+++ Vorliegender Text

Gegen dieses ihr am 15. Juni 2006 zugestellte Urteil richtet sich die am 10. Juli 2006 eingelegte Berufung der Klägerin, mit der sie ihr Begehren weiterverfolgt. Sie sei nunmehr zu weitergehenden Untersuchungen auch außerhalb ihrer Wohnung bereit. Auch betreibe sie keinen Alkoholabusus.

Die Klägerin beantragt,

das Urteil des Sozialgerichts Berlin vom 29. Mai 2006 sowie den Bescheid der Beklagten vom 14. Juli 2003 in der Gestalt des Widerspruchsbescheides vom 08. Januar 2004 aufzuheben und die Beklagte zu verurteilen, ihr ab dem 01. Juni 2003 bis zum 31. Mai 2009 eine Rente wegen voller, hilfsweise wegen teilweiser Erwerbsminderung zu gewähren.

Die Beklagte beantragt,

die Berufung zurückzuweisen.

Sie hält das erstinstanzliche Urteil für zutreffend.

++++++
+++ Auszüge aus Daten

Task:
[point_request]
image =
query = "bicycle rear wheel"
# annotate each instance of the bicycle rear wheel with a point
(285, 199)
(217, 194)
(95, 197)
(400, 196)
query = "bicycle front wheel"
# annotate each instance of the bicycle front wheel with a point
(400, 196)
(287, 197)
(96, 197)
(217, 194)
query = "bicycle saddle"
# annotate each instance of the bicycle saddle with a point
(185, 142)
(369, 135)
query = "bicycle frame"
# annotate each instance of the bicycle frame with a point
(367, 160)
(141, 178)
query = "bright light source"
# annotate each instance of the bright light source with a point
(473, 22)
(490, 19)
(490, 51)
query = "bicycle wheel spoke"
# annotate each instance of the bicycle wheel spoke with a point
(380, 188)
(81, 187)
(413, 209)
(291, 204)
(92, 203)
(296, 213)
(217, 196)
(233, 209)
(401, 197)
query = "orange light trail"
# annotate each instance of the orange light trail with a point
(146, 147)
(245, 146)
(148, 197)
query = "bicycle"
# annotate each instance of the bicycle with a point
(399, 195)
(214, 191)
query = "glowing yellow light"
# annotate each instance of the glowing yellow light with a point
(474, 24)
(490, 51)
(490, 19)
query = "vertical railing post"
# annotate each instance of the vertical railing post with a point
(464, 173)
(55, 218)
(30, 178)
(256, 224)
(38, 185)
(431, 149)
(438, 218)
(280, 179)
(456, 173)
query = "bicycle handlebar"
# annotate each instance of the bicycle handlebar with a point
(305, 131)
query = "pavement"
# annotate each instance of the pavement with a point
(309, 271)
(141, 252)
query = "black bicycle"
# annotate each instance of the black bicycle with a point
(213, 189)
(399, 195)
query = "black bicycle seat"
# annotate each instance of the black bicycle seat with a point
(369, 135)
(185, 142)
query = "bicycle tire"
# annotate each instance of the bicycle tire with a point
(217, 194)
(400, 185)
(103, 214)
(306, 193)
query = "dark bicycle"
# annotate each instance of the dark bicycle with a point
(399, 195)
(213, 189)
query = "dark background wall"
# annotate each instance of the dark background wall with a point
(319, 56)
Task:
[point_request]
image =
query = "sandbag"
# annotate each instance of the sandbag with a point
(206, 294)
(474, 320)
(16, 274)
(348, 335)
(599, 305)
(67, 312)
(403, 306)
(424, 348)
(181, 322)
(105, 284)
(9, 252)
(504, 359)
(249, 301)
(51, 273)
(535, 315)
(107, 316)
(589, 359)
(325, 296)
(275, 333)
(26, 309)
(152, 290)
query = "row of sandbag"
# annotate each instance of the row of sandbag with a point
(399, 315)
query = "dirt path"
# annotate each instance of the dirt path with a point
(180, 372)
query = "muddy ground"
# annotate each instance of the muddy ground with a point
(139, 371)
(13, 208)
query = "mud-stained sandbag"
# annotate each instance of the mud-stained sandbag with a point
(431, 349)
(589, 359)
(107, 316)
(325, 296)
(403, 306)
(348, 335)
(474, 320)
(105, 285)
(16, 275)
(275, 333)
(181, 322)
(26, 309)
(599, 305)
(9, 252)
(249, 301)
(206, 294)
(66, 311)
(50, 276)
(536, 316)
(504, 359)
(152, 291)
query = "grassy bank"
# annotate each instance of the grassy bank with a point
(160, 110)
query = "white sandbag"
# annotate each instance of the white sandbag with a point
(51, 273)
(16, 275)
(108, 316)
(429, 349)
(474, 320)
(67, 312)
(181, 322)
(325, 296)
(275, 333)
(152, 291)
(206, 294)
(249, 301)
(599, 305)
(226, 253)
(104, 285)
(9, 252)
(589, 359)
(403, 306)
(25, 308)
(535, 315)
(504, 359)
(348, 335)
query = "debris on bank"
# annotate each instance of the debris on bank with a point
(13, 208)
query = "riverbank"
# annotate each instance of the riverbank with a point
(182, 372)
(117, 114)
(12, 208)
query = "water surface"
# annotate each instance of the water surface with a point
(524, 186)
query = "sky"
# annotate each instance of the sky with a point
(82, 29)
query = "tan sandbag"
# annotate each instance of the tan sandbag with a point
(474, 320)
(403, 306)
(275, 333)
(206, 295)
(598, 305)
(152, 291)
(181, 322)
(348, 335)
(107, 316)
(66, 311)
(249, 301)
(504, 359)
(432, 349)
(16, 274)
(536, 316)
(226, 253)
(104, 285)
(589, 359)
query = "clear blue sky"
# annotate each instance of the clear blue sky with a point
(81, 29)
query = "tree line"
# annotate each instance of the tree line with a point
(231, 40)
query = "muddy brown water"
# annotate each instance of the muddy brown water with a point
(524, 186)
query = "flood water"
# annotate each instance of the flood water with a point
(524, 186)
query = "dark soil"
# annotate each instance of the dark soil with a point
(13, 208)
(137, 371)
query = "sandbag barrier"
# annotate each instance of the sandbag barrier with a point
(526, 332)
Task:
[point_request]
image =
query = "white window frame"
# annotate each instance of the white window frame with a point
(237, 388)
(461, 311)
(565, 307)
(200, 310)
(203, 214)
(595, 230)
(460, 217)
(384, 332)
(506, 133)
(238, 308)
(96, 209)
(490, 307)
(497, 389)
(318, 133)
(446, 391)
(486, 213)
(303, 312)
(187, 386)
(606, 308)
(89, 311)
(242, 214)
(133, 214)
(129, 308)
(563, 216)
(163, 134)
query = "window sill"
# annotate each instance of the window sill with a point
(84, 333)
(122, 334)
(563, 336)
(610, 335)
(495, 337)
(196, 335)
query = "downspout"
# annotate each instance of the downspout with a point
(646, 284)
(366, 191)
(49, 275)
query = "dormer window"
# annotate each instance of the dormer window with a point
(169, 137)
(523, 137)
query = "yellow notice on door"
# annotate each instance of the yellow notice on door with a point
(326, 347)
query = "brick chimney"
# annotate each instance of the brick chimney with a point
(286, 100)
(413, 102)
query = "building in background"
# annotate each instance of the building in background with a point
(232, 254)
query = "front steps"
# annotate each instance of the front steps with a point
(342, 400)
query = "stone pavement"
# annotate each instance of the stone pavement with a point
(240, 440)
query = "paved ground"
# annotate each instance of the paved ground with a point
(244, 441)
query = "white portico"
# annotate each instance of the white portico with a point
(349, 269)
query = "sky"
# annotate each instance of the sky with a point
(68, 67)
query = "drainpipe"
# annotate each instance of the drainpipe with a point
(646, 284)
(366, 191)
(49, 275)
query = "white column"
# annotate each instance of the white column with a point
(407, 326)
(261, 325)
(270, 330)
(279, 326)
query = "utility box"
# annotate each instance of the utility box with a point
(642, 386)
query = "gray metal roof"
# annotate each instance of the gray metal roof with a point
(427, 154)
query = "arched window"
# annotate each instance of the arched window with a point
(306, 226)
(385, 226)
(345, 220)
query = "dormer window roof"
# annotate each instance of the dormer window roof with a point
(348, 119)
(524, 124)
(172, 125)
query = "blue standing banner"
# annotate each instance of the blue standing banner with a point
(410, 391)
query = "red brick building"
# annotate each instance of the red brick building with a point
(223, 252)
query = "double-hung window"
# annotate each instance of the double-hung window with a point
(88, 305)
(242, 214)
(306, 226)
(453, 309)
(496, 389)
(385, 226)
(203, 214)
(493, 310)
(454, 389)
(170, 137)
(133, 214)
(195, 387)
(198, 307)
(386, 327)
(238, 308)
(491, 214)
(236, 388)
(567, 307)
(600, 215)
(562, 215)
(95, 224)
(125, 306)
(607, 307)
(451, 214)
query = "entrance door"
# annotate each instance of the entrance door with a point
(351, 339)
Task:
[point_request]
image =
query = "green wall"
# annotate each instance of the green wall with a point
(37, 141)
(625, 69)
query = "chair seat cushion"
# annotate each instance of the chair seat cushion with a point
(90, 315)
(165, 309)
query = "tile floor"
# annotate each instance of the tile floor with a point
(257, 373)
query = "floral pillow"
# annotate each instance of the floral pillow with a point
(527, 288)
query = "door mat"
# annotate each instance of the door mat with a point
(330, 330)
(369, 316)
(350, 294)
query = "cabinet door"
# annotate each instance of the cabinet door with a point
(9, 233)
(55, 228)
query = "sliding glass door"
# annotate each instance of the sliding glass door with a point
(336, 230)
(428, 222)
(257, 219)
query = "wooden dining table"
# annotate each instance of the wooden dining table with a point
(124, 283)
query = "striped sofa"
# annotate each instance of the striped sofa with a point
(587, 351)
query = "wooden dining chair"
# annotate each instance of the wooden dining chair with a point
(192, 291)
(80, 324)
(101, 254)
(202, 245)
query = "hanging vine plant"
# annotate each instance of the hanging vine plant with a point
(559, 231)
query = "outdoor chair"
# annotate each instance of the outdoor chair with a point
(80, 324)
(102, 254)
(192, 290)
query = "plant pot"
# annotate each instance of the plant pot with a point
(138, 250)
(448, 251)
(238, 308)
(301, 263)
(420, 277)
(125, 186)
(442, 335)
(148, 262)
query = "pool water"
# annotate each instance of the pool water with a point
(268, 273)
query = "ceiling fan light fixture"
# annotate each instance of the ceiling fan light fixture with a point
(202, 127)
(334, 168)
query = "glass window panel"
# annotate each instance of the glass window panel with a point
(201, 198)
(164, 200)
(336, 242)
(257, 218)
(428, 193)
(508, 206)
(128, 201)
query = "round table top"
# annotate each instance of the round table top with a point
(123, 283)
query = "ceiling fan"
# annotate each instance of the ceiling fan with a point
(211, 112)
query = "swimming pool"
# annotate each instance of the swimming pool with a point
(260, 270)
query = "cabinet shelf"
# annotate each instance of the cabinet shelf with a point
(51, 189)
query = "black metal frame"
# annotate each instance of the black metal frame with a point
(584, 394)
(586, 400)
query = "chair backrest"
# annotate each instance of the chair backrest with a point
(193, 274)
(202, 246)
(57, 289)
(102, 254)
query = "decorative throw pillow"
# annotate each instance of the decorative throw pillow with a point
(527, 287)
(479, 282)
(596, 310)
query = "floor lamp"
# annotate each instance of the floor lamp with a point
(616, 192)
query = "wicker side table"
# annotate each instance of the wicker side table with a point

++++++

▸ Aufgabenstellung
Beantworten Sie anhand des Textes zur Berufung der Klägerin diese Fragen:
(a) An welchem Tag wurde der Klägerin das Urteil zugestellt?
(b) Für welchen Zeitraum soll die Beklagte der Klägerin nach deren Antrag eine Rente gewähren?
(c) Was beantragt die Beklagte?
Für die Aufgabe zählt allein der Text, nicht die Zeilen.

▸ Lösung der Aufgabe
(a) Das Urteil wurde ihr am 15. Juni 2006 zugestellt.
(b) Die Rente soll vom 01. Juni 2003 bis zum 31. Mai 2009 gewährt werden.
(c) Die Beklagte beantragt, die Berufung zurückzuweisen.